● **Given records**:
☆ ☆ ☆
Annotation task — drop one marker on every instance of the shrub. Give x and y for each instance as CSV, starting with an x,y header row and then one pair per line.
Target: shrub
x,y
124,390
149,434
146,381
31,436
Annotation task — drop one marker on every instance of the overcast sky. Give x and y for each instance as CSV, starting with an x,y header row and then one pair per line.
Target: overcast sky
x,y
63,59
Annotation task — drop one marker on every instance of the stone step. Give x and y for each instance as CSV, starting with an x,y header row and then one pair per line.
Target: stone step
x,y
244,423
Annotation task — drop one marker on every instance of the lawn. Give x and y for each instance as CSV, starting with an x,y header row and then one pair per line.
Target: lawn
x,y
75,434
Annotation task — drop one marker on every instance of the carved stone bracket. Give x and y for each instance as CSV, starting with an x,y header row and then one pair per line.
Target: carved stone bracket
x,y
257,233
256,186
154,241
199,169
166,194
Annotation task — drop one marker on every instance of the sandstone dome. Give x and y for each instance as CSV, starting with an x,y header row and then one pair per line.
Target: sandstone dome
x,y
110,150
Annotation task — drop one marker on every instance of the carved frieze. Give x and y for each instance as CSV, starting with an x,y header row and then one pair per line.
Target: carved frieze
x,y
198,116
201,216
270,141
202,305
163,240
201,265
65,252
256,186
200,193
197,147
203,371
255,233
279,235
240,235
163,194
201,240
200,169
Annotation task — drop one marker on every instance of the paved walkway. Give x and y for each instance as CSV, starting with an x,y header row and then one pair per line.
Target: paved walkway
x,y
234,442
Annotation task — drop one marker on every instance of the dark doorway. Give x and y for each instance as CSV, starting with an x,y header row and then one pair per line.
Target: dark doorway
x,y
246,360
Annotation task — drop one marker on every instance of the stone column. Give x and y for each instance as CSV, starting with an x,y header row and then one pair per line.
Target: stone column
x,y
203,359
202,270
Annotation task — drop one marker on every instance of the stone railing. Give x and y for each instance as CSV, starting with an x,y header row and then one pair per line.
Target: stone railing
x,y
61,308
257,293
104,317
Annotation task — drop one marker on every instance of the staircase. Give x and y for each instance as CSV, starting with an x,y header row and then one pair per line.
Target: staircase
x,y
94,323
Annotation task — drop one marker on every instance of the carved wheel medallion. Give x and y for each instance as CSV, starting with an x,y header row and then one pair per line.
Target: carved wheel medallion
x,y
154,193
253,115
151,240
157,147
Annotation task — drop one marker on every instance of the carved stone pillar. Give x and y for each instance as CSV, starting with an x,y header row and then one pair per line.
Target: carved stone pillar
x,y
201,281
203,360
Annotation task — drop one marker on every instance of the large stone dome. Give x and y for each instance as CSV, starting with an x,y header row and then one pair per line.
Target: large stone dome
☆ ☆ ☆
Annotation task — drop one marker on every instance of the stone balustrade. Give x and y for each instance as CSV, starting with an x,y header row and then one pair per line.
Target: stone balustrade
☆ ☆ ☆
● **Stated problem**: Pull out every line of the records that contains the string "step", treating uppercase and lowercase as different.

● **Exercise output**:
Annotation task — drop one marker on every instance of the stone step. Give x and y for each instance as CSV, starting with an x,y header row and then one pair per line.
Target: stone step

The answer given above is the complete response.